> _Exercise aim_
Every line below between the one holding "Query: gravel ground" and the one holding "Where can the black", inclusive, should be copied exactly, and no other line.

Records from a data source
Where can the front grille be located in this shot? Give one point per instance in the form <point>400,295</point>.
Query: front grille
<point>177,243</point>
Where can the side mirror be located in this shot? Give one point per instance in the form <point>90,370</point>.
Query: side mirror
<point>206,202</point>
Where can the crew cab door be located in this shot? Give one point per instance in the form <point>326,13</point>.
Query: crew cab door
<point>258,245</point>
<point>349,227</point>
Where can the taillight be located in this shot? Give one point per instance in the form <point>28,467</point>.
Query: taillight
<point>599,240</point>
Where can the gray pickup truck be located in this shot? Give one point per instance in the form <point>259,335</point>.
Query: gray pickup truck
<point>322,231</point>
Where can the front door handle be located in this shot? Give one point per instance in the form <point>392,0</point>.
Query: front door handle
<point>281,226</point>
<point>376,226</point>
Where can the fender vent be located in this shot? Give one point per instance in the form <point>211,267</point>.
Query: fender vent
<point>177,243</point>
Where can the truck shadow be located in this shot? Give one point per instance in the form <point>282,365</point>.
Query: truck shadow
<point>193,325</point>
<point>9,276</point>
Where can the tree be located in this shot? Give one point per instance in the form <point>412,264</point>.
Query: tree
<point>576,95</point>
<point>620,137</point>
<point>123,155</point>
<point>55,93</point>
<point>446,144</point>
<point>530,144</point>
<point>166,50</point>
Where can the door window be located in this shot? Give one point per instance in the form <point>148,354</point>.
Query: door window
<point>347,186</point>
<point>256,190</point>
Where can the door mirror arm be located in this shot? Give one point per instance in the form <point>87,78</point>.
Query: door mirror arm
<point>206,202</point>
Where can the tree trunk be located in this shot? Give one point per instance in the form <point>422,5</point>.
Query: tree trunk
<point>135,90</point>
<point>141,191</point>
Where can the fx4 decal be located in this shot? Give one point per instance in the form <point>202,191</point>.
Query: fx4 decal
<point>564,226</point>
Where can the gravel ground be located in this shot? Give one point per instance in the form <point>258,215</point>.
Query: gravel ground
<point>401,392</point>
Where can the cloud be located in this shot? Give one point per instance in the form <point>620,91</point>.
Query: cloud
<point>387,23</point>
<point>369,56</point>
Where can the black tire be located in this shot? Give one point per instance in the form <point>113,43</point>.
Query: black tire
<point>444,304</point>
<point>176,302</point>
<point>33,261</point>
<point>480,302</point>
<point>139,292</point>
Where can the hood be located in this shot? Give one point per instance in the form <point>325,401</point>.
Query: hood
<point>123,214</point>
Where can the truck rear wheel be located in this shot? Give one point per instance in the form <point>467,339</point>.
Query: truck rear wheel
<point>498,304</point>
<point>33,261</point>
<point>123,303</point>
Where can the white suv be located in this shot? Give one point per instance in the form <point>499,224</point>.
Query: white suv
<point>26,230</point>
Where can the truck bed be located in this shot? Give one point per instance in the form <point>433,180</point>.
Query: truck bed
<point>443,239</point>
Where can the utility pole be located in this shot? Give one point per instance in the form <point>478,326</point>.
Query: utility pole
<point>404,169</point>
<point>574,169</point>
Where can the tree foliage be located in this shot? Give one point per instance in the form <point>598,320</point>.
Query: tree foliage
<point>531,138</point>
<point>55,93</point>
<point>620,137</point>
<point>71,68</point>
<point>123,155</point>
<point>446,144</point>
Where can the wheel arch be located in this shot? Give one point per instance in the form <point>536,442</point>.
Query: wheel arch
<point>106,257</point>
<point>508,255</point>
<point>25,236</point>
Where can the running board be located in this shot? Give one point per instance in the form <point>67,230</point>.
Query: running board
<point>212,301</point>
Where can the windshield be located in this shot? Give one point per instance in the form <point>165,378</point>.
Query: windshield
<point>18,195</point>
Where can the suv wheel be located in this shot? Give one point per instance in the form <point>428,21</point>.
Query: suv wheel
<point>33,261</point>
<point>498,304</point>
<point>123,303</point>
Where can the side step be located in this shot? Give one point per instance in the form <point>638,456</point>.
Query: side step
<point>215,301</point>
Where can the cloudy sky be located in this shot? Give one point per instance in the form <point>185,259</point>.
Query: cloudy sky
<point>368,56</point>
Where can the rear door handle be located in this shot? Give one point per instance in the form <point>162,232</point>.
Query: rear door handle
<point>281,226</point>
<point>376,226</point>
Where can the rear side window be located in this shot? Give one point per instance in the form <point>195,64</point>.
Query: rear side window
* * *
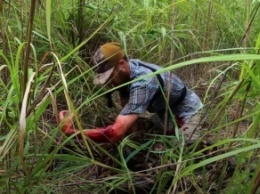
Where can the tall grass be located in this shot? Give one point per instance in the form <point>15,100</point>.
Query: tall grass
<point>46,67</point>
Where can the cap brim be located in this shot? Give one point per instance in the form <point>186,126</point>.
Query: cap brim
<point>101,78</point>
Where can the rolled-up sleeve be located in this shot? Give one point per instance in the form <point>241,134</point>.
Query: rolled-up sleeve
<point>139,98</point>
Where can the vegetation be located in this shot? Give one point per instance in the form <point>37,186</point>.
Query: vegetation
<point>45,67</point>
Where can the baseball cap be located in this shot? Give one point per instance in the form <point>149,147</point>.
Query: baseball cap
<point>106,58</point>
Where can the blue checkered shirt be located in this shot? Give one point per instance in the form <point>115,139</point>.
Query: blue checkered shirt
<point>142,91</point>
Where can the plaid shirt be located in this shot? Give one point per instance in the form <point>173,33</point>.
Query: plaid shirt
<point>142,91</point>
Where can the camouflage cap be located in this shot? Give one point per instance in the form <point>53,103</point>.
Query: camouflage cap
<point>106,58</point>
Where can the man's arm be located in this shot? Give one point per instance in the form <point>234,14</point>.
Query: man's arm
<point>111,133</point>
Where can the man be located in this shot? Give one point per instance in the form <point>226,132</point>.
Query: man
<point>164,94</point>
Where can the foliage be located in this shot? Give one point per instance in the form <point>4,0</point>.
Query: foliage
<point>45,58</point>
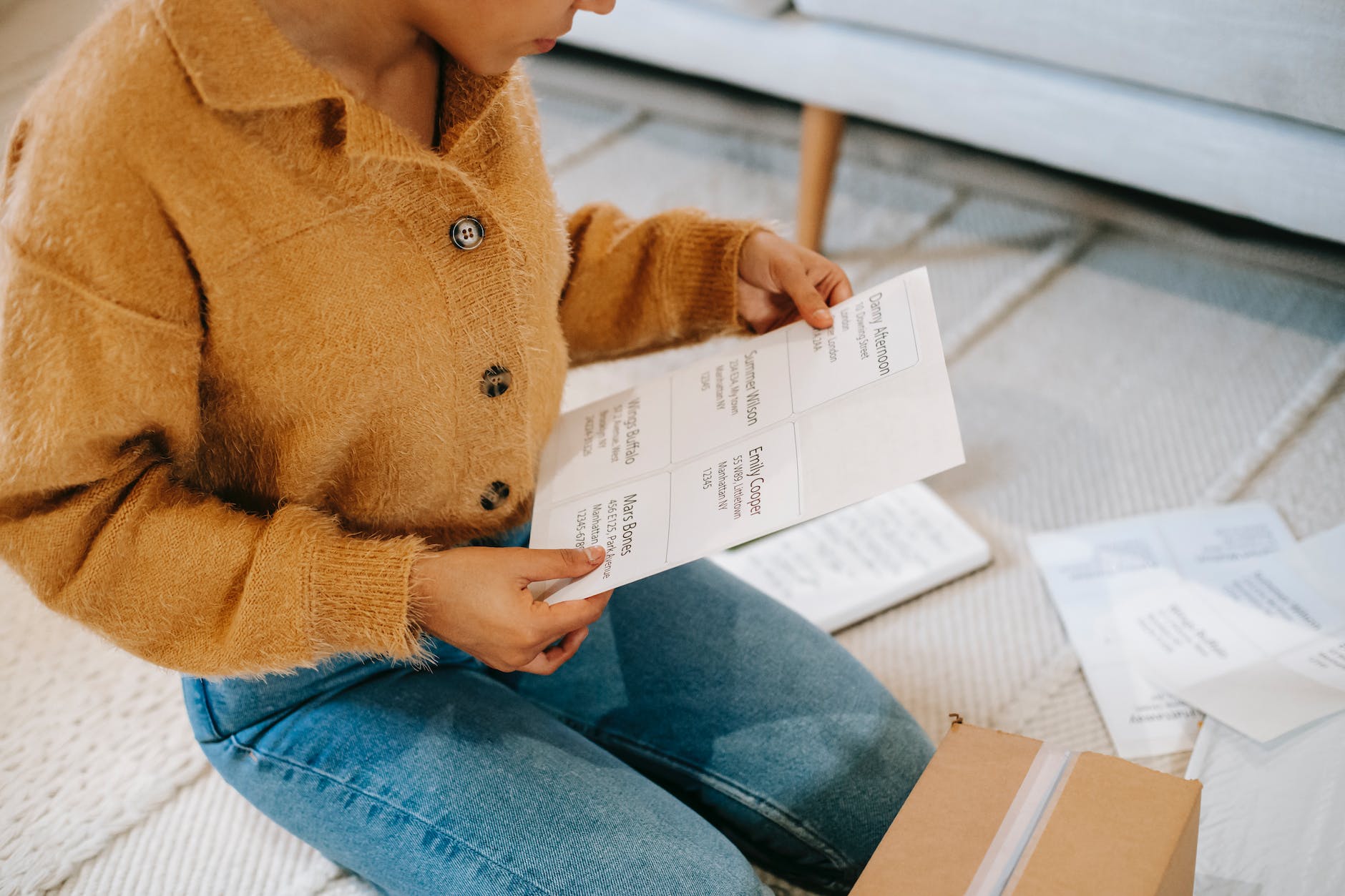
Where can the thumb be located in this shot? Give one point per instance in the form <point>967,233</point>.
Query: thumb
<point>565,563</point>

> _Response to this task_
Query: gravel ground
<point>401,392</point>
Where can the cloud be located in this shot? Give one point per instance in the form <point>620,91</point>.
Query: cloud
<point>387,23</point>
<point>369,56</point>
Where can the black tire be located in this shot? Give one point per instance in the form <point>113,43</point>.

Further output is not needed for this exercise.